** Begin RECORDS TO PROCESS **

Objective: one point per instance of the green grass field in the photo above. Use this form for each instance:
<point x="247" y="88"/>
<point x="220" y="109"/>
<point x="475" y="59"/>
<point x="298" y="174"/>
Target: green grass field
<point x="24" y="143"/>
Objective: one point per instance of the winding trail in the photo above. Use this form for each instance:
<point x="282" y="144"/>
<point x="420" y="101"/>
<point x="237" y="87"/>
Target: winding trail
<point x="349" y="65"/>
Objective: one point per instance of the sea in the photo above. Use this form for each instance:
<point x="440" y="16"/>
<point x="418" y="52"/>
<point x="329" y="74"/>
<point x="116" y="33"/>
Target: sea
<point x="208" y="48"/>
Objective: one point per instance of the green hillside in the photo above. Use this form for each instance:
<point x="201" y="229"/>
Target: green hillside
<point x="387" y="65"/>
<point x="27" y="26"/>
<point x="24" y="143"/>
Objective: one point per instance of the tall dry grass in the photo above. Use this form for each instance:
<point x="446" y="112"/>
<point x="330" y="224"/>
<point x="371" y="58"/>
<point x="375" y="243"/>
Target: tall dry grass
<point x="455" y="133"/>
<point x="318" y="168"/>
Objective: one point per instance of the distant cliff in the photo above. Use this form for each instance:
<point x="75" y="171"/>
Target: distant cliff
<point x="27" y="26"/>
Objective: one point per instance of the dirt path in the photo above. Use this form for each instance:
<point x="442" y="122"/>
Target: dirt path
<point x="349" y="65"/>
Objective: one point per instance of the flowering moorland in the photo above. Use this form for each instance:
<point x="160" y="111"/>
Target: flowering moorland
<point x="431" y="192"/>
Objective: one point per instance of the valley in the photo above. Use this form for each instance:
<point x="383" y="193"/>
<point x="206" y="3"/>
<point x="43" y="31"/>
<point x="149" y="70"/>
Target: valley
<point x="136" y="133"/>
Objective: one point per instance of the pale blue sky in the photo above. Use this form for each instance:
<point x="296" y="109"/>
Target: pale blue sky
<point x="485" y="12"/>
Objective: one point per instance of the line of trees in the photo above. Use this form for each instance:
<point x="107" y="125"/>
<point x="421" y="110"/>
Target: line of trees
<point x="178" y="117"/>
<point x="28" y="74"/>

** End RECORDS TO PROCESS **

§ **DIRECTIONS FOR THIS TASK**
Reproduce the part of the entries that opens with the line containing "Objective: one point per instance of the pale" and runs through the end of the entries, multiplying each point coordinate in the answers by 0.8 and rounding to whole numbers, halves up. Keep the requests and their sample points unchanged.

§ **EXERCISE RESPONSE**
Objective: one point per instance of the pale blue sky in the photo above. Use this form for each instance:
<point x="296" y="109"/>
Target: pale blue sky
<point x="388" y="10"/>
Objective: one point per instance of the line of trees in the photo above. Use this form for each instance:
<point x="107" y="125"/>
<point x="421" y="110"/>
Target: line of trees
<point x="142" y="94"/>
<point x="22" y="59"/>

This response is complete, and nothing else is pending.